Object location annotation data:

++++++++++

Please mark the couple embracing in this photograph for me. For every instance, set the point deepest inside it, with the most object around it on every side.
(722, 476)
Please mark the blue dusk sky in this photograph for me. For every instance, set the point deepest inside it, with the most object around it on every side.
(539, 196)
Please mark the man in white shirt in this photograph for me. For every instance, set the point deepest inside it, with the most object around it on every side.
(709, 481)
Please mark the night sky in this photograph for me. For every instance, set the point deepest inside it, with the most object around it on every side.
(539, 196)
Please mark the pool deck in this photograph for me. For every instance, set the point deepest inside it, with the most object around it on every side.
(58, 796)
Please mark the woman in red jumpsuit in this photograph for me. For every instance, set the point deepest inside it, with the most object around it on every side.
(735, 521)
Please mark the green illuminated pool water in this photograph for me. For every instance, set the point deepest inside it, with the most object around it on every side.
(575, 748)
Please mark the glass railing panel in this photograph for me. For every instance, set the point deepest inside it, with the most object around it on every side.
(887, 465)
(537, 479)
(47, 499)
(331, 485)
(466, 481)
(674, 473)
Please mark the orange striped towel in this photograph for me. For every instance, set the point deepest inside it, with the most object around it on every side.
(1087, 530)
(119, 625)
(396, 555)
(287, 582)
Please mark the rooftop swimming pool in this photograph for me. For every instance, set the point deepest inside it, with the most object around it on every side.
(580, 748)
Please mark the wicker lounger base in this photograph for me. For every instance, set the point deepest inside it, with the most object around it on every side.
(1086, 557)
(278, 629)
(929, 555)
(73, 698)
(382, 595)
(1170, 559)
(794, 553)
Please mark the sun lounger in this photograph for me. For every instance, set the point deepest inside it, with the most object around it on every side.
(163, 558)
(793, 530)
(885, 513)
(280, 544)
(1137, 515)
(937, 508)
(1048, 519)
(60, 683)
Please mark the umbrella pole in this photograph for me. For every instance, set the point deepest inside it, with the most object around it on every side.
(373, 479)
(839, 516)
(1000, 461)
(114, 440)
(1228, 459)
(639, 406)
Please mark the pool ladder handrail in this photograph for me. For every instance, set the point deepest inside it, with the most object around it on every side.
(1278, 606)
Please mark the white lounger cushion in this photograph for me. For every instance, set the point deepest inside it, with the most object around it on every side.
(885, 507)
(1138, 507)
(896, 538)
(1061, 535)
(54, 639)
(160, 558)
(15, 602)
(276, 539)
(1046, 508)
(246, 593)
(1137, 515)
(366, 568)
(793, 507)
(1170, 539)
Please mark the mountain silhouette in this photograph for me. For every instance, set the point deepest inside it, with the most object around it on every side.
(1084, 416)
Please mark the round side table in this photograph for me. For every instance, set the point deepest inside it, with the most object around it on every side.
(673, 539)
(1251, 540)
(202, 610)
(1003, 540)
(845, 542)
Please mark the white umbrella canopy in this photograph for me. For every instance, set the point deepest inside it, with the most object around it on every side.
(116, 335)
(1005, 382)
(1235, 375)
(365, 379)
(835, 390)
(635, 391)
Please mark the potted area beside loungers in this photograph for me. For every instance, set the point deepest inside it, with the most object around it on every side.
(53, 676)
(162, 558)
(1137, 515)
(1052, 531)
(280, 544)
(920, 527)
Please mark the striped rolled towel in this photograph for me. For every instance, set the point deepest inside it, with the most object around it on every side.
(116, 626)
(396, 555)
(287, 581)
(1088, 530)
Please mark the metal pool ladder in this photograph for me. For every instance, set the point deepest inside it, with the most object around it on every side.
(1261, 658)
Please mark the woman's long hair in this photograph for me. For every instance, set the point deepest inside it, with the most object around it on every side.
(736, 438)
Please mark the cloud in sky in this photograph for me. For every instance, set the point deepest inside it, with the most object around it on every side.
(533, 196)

++++++++++

- Exercise objective -
Repeat the data exactly. Leave nothing out.

- Response to this exercise -
Please mark the couple embracing in this photograph for me. For every instance, set the point deepest inside it, with the most object around it on every side.
(722, 476)
Please mark the blue dusk sky in this photograph for me. For every instance, set the point deepest inside it, with the most object around it on every side.
(539, 196)
Please mark the man in white shirt in this photograph for me. For every instance, set the point deepest inside it, with the most object around it on every side.
(709, 481)
Please mark the night sky in this photograph for me. For every instance, set the point deepest inside it, with the most object around it on every side.
(539, 196)
Please mark the pool deck in this photograph for me. For every instance, set the point deepest inside it, with the most object around it on every side.
(58, 796)
Please mark the woman in red jumpsuit in this photograph for me. For every instance, set the point deepest inside it, with the most object around it on every side.
(735, 521)
Please mark the green illuminated pool water in this photograph for me. For every instance, set the point deepest inside it, with the most object around it on every side.
(575, 748)
Please mark the glass railing panel in this photograph for me. For every instance, set the point deepest inside it, with the most object around it on every side.
(887, 465)
(537, 479)
(47, 499)
(331, 485)
(466, 481)
(674, 473)
Please mark the orange striped towel in this photograph for me. For every instance, set the point deepest inside it, with the most object around it on every side.
(1087, 530)
(119, 625)
(396, 555)
(287, 582)
Please mark the rooftop swimming pool in this photograph for me. For every instance, set the point deepest inside it, with the most object around it on every side.
(580, 748)
Please mark the wicker lounger base in this photograph for me. For every instance, set the point deepest inside it, with the most object around it on every side.
(1086, 557)
(278, 629)
(929, 555)
(73, 698)
(382, 595)
(1170, 559)
(794, 553)
Please mark the sun lounger in this photograph for me. For every instance, set the point deepest inside it, with the most object around it on every side.
(163, 558)
(793, 530)
(885, 513)
(280, 544)
(1137, 515)
(937, 508)
(1048, 519)
(60, 683)
Please mark the umbrella pole in this photograph for me. For every instance, set the point deepest inside it, with the most object around it on every side.
(373, 479)
(839, 516)
(1000, 461)
(114, 440)
(1228, 459)
(639, 406)
Please mark the pool ladder handrail in this photograph for me. For every instance, set the point deepest inside it, with the most object around it on every side.
(1278, 606)
Please mark the white lounger cushion in this photograph for me. For every instance, set the point deepest inside it, with the most object around it on every side.
(885, 507)
(1138, 507)
(896, 538)
(1061, 535)
(54, 639)
(160, 558)
(15, 602)
(276, 539)
(1046, 508)
(246, 593)
(1137, 515)
(366, 568)
(793, 507)
(1170, 539)
Please mark the mountain silhouette in this photograph for me. For every instance, set the point deepest inside it, with the most object around it on every side.
(1084, 416)
Please mark the round side table in this photograph for me. For every instance, set the point deepest inside it, with the most object around it on every side.
(673, 539)
(1251, 540)
(202, 610)
(1003, 540)
(845, 542)
Please mark the white umbrella canopy in this photograph for me. For every instance, set the point deepest inside it, with the most object around it on every side.
(116, 335)
(1005, 382)
(1235, 375)
(365, 379)
(835, 390)
(635, 391)
Please mark the potted area beside loungers in this photograph for me. For every instance, set the point deepest inside it, with the most object around it on every side.
(53, 676)
(162, 558)
(1137, 515)
(1052, 531)
(280, 544)
(920, 527)
Please mark the striped rolled towel in this photograph for me. For every instance, set the point deepest inside it, with the most object around it on every side.
(116, 626)
(396, 555)
(287, 581)
(1088, 530)
Please mark the metal pool ladder in this photograph for me. For every instance, set the point deepest inside it, with the most object around it on every side.
(1261, 658)
Please mark the woman's long hair in this photograph for me. For every instance, set the point deepest inside it, with the most object around it on every side.
(736, 438)
Please mark the cloud in sky in this photograph for me. For every instance, set the point deepest inside it, with the most object around it on every side.
(533, 196)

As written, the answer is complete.